EXERCISE GOAL =>
Include in the output the line containing "Task: point at the water reflection." and each subsequent line of the records, through the end, transcribed exactly. Add nothing else.

─── TASK INPUTS ───

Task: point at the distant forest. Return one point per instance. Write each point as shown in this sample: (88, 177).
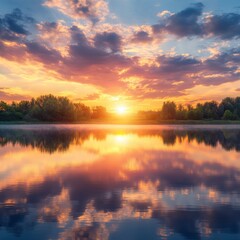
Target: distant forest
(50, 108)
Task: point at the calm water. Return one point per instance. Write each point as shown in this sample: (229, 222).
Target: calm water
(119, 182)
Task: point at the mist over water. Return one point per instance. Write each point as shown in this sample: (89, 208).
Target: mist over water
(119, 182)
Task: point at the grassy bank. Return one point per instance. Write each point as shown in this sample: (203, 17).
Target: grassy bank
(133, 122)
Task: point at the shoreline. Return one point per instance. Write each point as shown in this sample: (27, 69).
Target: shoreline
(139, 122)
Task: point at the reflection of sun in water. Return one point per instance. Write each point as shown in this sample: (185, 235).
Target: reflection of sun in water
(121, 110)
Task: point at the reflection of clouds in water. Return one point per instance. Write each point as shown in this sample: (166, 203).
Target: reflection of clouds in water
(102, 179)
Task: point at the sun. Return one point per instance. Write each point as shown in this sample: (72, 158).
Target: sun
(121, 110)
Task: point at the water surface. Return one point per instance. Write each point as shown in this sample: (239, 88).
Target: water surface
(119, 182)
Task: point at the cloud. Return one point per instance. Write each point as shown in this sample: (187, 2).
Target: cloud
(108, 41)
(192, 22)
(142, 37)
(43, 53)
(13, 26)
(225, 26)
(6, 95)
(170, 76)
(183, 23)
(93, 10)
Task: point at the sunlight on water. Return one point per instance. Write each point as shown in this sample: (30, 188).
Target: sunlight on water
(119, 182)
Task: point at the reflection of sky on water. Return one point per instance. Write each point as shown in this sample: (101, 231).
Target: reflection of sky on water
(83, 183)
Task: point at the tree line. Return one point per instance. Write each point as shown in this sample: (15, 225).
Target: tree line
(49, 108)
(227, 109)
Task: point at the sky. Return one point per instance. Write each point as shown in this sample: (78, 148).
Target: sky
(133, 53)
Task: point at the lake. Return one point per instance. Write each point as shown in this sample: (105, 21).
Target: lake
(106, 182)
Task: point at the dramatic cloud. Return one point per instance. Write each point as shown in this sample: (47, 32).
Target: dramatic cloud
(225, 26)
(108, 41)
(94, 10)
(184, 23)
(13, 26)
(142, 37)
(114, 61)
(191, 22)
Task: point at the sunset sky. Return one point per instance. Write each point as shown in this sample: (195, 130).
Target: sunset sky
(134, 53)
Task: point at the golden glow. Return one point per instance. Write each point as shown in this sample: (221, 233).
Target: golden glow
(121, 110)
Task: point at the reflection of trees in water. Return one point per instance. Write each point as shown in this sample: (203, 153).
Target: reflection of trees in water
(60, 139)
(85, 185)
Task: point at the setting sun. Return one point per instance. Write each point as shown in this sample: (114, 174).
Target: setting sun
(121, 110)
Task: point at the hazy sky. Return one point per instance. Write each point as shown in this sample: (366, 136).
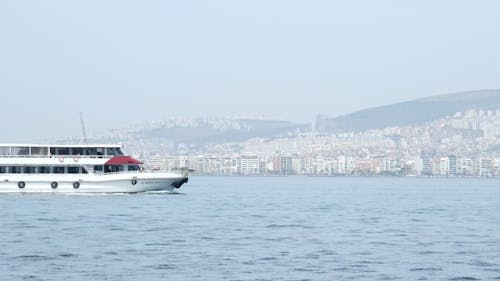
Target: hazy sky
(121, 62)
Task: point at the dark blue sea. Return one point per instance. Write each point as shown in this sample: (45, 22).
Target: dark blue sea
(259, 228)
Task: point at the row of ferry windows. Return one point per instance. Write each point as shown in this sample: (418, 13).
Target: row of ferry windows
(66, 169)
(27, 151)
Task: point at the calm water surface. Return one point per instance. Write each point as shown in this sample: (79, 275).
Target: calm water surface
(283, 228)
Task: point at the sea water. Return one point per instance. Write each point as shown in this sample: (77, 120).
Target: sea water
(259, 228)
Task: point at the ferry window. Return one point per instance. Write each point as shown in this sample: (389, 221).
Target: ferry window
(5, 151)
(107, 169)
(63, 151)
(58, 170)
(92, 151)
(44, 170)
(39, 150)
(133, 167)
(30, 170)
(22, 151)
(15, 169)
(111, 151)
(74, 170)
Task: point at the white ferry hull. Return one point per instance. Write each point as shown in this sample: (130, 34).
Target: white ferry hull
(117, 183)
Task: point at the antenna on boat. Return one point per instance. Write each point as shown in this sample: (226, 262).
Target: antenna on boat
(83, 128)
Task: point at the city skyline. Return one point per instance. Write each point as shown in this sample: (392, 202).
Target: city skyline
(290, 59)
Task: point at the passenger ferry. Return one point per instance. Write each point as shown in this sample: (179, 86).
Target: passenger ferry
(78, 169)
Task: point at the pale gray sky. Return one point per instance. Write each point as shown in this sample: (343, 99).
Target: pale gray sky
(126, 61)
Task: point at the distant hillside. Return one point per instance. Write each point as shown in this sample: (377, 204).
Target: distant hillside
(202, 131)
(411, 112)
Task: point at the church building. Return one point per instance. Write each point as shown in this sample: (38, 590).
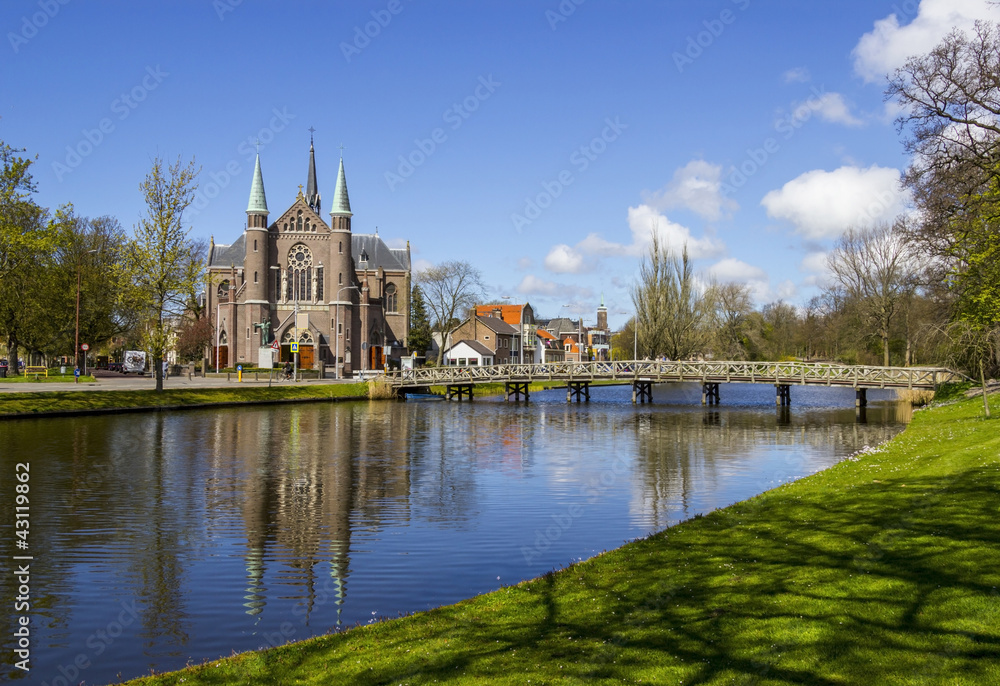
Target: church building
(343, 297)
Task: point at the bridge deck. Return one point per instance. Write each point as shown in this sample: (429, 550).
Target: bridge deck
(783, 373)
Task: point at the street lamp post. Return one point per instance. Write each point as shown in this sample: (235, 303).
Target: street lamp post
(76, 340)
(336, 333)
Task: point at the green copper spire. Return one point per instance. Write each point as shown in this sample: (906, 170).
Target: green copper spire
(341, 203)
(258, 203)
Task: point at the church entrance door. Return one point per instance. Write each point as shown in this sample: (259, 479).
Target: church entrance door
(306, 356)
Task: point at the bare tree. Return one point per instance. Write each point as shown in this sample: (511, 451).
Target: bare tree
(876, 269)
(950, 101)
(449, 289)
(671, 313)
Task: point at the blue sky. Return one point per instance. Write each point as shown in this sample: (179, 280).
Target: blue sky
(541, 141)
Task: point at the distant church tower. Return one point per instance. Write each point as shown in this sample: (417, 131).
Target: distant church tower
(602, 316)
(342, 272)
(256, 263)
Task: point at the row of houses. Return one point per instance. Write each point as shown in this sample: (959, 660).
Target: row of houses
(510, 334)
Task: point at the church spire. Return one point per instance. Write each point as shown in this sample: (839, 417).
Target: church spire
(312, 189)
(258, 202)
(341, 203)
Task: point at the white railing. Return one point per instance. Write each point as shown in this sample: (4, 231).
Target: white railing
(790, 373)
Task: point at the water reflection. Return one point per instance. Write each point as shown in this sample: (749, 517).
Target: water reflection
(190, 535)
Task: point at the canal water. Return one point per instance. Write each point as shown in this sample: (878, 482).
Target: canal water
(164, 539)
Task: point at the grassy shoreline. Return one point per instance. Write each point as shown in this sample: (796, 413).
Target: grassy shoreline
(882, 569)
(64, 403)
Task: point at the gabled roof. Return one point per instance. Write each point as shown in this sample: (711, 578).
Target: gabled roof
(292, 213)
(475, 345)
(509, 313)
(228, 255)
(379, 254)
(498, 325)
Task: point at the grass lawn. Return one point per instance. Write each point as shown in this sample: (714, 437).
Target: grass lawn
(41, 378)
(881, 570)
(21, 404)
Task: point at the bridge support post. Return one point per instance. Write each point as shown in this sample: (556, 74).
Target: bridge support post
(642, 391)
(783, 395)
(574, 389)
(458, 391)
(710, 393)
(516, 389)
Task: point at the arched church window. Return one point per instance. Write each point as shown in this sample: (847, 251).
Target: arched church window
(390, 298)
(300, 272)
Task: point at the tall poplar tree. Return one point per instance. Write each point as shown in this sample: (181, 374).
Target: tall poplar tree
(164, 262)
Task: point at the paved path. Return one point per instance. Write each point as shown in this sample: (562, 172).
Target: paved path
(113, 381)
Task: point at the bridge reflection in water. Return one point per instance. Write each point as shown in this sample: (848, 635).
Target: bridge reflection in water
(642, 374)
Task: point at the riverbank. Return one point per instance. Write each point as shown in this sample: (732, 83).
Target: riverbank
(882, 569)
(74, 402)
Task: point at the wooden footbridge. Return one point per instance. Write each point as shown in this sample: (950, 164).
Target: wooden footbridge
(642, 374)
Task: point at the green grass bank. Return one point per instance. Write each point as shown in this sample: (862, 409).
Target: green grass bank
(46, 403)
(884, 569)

───

REPLY =>
Task: point at the water reflection. Return one point per instance. Write each point as shown in this sample: (749, 517).
Target: water reflection
(190, 535)
Task: point at the canal water. Return one point per instance. Write each point as shown in this sample: (878, 482).
Target: canal water
(164, 539)
Task: point at the grassy shoreline. Return one point per instance. Write each point as shown in this sample: (796, 413).
Target: grassy shoreline
(882, 569)
(64, 403)
Task: point at the gabled roof. Return one point per instance. Write each point as shown in this sample: (711, 578).
Target: gabled roof
(292, 213)
(475, 345)
(509, 313)
(228, 255)
(379, 254)
(498, 325)
Task: point at the grass lawn. Return one point per instance. Write each point as shown in this sample: (714, 437).
Target: grass lawn
(41, 378)
(881, 570)
(21, 404)
Task: point at the bridge support post. Return one point per instance. Write each point as shown in this sample: (556, 74).
Target: bridge support post
(642, 391)
(783, 395)
(574, 389)
(458, 391)
(710, 393)
(516, 389)
Task: point at the arched church window. Return one point per instance. Write each point as shown in this sample: (847, 251).
Target: arched church window
(390, 298)
(300, 272)
Task: point at the tall poplar tree. Return one point per instance. Write each point as shown in this sample: (181, 374).
Target: tall poplar tree
(164, 262)
Task: point at the paved path. Return one point per instance. Write each point as shown in this sample: (562, 172).
Target: paved path
(113, 381)
Task: point at the bridge reflection in water. Return one point per instance. Write each point as shown in this sample: (848, 635).
Target: bridge reflection in water
(642, 374)
Task: point at the riverbank. Return one point per instance. Write each point as shown in this sample: (732, 83).
Target: riverbank
(882, 569)
(74, 402)
Task: point at the wooden footbridge. Return one point per instance. Write each point as shown in this sample: (950, 164).
Target: wooden footbridge
(642, 374)
Task: point at the green grass bank. Return one point per instance. Write each point as shown in this sample: (862, 409).
Target: green grass bank
(46, 403)
(884, 569)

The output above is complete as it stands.